— Given request —
Please copy the lines below, requests included, from the line containing "horse nostril, where" through the end of the records. Multiply every pixel coordinate in the answers by 2.45 and round to whole numbers, with halves rounded up.

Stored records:
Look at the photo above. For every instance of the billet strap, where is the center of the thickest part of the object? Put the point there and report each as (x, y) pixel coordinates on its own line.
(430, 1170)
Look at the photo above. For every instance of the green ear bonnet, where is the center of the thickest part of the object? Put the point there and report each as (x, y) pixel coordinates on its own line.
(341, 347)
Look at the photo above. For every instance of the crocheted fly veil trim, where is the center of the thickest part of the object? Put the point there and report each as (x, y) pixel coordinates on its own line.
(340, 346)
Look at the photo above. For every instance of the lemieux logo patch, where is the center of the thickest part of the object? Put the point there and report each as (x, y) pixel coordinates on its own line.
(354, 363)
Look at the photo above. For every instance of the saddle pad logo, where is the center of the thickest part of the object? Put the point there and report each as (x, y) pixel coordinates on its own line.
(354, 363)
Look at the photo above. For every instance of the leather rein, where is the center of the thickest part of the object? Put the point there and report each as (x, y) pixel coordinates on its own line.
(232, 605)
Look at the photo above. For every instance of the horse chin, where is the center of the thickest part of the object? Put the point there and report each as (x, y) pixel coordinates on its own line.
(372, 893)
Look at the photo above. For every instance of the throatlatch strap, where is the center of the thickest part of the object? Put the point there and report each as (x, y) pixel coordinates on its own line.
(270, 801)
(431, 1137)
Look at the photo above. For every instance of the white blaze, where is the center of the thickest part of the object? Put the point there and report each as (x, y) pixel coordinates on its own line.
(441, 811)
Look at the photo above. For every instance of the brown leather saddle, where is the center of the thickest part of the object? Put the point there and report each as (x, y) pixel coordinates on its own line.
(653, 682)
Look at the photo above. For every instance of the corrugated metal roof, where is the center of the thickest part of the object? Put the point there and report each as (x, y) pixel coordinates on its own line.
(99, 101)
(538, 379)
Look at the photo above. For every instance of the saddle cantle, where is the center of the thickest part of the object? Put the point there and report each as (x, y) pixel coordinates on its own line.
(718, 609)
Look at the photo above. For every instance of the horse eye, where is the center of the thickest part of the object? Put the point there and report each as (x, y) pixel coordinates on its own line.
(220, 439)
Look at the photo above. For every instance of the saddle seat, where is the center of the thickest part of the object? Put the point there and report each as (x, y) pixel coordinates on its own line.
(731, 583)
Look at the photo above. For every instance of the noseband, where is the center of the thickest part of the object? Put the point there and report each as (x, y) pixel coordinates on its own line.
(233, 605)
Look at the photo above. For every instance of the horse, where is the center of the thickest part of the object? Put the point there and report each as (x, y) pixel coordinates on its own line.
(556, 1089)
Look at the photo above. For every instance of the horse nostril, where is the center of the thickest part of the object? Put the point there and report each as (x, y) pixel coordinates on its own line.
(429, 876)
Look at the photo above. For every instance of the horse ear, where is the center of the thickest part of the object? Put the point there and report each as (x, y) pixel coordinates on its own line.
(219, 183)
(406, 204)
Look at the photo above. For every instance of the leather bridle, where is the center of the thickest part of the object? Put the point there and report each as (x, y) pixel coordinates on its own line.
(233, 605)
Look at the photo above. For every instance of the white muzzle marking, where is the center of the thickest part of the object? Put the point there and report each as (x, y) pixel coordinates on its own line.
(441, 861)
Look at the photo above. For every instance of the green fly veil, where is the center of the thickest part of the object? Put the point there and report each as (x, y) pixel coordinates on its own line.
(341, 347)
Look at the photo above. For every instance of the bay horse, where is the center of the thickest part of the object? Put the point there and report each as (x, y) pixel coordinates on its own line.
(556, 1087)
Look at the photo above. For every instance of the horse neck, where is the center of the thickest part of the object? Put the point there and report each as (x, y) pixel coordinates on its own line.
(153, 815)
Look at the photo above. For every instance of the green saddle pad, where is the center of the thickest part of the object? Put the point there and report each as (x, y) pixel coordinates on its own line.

— Exercise solution —
Look at the photo above. For every instance of the horse nostril, where is the center of the thickest part of the object? Put the point there and report each as (x, y) pixel coordinates on its own line.
(1051, 2146)
Look at the photo above. For every instance of the horse ear, where is the center of the thickest part of the object? Put the point there and report each as (x, y) pixel coordinates on its own line.
(537, 448)
(995, 500)
Look at the photo above. For every instance of the leather bridle, where is the center of the thickest part of the object? Put the point there and report each as (x, y) pixel coordinates on its own line.
(571, 1482)
Look at the photo above. For every instance of the white muzzle marking, where is the center of the thickest part of the object? Put the point there and report each as (x, y) pixel coordinates on its own line.
(1080, 2109)
Look at the photo above. For every instance of the green fly veil, where is the center of the thickest part of the object? Put the point there and report each as (x, y) pixel coordinates on its own line.
(835, 850)
Look at the photo above. For every instance of the bay horse, where is the center of the thickest part of the object? Put the point there and report each as (x, y) pixel coordinates on its own line.
(1362, 2663)
Look at the photo above. For every instance of the horse neck, where is the center of the thickest part of the object? Put the point there and report each as (x, y) pixel coordinates on its own line.
(375, 1997)
Look at the photo above. For every instance of the green saddle pad, where is the center of the thickest part of the object? Put the point there and report each as (x, y) pixel coordinates on its own line.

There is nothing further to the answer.